Please render the items below as a numbered list, starting at the line that has "on the shadow" and stopping after the line that has "(1120, 300)". Include only those lines and leave out blank lines.

START

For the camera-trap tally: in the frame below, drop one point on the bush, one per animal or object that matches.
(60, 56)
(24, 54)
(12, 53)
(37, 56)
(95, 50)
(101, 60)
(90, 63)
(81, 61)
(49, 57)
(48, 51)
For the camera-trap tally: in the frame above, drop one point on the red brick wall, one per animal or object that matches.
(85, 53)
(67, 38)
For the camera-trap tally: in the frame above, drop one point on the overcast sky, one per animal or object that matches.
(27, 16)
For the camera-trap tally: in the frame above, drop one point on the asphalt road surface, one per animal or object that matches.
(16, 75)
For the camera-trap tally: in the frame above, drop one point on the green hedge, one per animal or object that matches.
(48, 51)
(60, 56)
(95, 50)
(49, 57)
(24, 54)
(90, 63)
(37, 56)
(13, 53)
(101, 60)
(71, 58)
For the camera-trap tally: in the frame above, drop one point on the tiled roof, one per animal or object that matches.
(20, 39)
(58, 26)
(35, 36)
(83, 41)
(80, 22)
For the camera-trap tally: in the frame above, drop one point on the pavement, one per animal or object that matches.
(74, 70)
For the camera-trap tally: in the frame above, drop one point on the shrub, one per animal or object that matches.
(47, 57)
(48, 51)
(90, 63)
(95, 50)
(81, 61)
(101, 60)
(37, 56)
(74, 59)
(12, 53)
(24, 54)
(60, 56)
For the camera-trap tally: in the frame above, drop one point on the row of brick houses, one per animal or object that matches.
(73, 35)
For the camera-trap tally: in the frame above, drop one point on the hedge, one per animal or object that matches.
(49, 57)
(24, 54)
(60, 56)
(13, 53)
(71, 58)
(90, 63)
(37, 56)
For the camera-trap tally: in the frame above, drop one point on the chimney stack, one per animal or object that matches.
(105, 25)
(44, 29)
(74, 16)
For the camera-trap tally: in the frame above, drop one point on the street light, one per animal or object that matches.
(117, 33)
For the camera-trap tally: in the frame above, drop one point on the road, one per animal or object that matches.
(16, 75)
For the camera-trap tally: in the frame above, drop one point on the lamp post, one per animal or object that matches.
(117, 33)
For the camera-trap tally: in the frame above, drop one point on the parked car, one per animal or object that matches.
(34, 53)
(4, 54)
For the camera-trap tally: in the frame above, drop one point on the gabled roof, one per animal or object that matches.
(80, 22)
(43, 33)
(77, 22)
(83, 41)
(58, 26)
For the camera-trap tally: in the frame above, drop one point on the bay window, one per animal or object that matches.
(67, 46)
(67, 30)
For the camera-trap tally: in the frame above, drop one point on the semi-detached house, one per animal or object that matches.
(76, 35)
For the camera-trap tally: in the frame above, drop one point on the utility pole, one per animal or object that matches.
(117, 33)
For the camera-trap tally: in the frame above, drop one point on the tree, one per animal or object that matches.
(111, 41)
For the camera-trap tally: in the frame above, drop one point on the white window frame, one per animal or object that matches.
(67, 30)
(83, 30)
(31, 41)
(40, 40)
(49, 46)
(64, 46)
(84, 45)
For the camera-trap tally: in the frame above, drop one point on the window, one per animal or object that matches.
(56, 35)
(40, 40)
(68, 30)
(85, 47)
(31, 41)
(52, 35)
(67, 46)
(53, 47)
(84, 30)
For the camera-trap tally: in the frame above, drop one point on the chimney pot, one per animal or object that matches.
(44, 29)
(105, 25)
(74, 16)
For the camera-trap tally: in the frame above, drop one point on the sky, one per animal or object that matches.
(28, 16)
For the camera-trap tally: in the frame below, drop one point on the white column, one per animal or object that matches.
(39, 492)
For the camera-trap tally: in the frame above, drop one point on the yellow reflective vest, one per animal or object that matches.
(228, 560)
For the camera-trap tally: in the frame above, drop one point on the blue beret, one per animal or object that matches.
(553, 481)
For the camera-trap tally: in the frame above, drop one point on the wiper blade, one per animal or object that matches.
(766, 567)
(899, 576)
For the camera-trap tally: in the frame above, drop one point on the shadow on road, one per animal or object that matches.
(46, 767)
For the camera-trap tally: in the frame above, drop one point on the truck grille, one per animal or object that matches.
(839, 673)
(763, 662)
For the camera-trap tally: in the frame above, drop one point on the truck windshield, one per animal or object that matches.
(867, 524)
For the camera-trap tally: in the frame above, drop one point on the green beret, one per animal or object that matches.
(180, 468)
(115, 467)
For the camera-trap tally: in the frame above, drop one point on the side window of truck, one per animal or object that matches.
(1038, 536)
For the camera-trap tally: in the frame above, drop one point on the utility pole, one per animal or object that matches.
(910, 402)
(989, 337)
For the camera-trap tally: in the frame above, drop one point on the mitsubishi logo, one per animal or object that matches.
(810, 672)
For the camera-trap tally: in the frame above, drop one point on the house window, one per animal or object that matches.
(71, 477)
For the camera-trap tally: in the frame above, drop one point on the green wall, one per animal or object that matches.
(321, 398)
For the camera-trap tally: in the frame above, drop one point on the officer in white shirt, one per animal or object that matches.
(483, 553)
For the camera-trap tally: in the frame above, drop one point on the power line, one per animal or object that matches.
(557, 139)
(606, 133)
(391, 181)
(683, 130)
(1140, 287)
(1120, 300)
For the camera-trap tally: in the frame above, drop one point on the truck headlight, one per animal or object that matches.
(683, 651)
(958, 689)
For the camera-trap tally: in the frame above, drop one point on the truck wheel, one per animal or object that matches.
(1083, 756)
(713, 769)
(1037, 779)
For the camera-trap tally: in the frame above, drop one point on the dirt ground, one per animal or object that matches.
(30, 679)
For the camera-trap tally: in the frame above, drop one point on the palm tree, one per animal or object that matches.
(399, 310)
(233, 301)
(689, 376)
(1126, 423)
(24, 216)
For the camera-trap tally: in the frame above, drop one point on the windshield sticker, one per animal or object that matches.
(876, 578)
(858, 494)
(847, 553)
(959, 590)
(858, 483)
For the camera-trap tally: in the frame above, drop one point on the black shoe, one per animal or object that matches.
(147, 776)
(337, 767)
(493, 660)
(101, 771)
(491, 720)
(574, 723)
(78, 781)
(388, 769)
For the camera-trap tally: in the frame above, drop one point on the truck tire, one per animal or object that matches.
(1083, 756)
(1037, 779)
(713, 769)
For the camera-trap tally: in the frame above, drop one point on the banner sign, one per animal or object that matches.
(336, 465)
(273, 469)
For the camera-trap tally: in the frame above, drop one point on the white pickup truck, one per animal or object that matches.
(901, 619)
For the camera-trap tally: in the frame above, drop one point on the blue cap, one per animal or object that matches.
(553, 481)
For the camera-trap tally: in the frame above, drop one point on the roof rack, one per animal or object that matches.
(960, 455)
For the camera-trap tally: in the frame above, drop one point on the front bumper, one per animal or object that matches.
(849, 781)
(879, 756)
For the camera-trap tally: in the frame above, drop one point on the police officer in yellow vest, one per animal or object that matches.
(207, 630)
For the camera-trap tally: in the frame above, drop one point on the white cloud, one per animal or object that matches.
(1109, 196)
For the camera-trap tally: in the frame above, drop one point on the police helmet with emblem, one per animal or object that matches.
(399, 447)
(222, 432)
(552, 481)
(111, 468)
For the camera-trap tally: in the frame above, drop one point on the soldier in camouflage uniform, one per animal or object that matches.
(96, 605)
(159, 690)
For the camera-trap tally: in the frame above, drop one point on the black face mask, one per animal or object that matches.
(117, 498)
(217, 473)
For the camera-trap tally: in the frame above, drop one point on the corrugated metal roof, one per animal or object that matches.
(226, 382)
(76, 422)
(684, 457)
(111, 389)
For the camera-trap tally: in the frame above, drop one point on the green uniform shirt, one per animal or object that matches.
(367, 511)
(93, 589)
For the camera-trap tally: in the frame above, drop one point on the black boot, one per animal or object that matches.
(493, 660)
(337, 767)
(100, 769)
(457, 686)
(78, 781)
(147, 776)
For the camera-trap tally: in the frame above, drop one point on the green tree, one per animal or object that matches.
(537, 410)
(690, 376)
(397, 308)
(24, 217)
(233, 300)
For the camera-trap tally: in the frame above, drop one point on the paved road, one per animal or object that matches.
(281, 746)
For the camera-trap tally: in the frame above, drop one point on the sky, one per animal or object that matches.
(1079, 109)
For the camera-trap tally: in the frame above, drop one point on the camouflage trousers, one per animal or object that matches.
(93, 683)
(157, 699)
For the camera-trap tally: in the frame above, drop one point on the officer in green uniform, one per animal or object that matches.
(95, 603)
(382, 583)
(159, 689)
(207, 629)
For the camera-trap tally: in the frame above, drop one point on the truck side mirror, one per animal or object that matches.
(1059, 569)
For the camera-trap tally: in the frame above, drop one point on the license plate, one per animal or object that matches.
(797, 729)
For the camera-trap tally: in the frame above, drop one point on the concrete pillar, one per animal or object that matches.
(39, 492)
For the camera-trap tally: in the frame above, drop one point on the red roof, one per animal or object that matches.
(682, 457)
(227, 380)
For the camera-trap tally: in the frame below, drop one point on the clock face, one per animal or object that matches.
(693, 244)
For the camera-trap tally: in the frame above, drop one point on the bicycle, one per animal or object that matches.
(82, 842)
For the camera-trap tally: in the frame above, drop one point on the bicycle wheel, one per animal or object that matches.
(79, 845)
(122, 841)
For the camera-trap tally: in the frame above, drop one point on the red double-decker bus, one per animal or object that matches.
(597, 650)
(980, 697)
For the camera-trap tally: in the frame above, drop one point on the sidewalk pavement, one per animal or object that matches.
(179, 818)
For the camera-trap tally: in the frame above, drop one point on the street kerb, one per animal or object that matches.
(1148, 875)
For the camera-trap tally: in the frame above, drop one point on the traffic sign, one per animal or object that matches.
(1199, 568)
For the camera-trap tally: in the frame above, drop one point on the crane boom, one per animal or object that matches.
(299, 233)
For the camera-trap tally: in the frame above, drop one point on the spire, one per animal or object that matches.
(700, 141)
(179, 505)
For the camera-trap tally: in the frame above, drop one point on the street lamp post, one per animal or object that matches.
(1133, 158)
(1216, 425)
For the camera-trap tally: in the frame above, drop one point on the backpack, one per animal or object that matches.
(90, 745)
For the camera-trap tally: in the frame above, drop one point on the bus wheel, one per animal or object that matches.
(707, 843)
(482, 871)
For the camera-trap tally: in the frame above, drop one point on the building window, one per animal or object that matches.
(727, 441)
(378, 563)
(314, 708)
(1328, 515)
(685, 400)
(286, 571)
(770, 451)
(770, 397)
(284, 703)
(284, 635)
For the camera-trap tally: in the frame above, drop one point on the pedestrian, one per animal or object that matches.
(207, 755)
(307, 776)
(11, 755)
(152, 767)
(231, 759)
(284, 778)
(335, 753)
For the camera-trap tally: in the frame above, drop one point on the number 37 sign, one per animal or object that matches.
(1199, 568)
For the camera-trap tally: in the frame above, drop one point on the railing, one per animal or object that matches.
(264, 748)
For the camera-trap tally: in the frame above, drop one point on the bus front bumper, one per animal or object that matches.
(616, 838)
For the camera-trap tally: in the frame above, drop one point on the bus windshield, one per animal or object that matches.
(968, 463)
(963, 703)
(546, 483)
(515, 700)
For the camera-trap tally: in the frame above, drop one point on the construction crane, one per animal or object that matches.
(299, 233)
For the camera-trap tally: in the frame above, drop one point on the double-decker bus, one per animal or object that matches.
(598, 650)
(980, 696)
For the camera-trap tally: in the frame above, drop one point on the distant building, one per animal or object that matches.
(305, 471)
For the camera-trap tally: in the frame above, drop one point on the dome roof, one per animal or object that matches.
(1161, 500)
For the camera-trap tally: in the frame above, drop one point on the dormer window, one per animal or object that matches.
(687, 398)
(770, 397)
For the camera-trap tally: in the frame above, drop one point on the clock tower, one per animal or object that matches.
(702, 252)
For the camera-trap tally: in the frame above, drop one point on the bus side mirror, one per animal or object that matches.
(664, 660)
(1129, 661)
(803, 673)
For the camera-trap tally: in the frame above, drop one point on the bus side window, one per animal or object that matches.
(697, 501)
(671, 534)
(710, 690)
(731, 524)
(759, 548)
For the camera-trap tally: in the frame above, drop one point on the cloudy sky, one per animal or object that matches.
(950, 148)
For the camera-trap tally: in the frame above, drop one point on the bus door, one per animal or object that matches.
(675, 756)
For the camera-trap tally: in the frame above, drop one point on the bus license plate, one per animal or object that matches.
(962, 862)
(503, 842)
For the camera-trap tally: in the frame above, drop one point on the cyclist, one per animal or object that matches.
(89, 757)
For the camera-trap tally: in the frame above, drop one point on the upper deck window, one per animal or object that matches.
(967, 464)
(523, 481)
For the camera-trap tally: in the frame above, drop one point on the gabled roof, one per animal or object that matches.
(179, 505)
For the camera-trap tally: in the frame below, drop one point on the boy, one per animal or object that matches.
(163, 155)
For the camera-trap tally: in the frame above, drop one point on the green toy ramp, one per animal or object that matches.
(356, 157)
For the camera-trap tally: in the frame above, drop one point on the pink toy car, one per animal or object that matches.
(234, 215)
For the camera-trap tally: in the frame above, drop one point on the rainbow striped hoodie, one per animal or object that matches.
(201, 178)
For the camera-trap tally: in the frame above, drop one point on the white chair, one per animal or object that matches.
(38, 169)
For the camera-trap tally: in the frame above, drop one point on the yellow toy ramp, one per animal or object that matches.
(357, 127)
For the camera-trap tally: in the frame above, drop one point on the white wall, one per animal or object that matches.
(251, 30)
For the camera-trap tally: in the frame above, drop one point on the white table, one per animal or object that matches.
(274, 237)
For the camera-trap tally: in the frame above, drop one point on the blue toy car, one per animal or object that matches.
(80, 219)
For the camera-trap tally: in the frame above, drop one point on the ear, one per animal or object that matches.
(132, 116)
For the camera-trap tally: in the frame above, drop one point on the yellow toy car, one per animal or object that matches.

END

*RESPONSE TO THIS EXERCISE*:
1. For the camera-trap tally: in the frame above, drop one point on the shadow on road, one per animal or object that matches.
2. (46, 767)
3. For the camera-trap tally: in the frame above, drop one point on the truck grille, one per animal or object that matches.
4. (839, 673)
5. (763, 662)
6. For the camera-trap tally: in the frame above, drop one point on the truck windshield, one per animal or object that matches.
7. (867, 524)
8. For the camera-trap tally: in the frame above, drop one point on the green beret, one per animal or object that matches.
9. (180, 468)
10. (115, 467)
11. For the camera-trap tally: in the frame above, drop one point on the side window of truck, one per animal or object that matches.
12. (1038, 536)
13. For the camera-trap tally: in the frame above, drop one point on the utility pole, one per animal or object that matches.
14. (910, 402)
15. (989, 337)
16. For the camera-trap tally: in the frame above, drop one point on the mitsubishi logo, one per animal or object that matches.
17. (810, 672)
18. For the camera-trap tally: in the frame above, drop one point on the house window, one per animal or object that matches.
19. (71, 477)
20. For the camera-trap tally: in the frame above, drop one point on the green wall, one per animal or object that matches.
21. (321, 398)
22. For the camera-trap tally: in the frame above, drop one point on the officer in white shirt, one per animal or object that matches.
23. (483, 553)
24. For the camera-trap tally: in the frame above, drop one point on the power line, one per animal or object that matches.
25. (557, 139)
26. (606, 133)
27. (391, 181)
28. (683, 130)
29. (1140, 287)
30. (1120, 300)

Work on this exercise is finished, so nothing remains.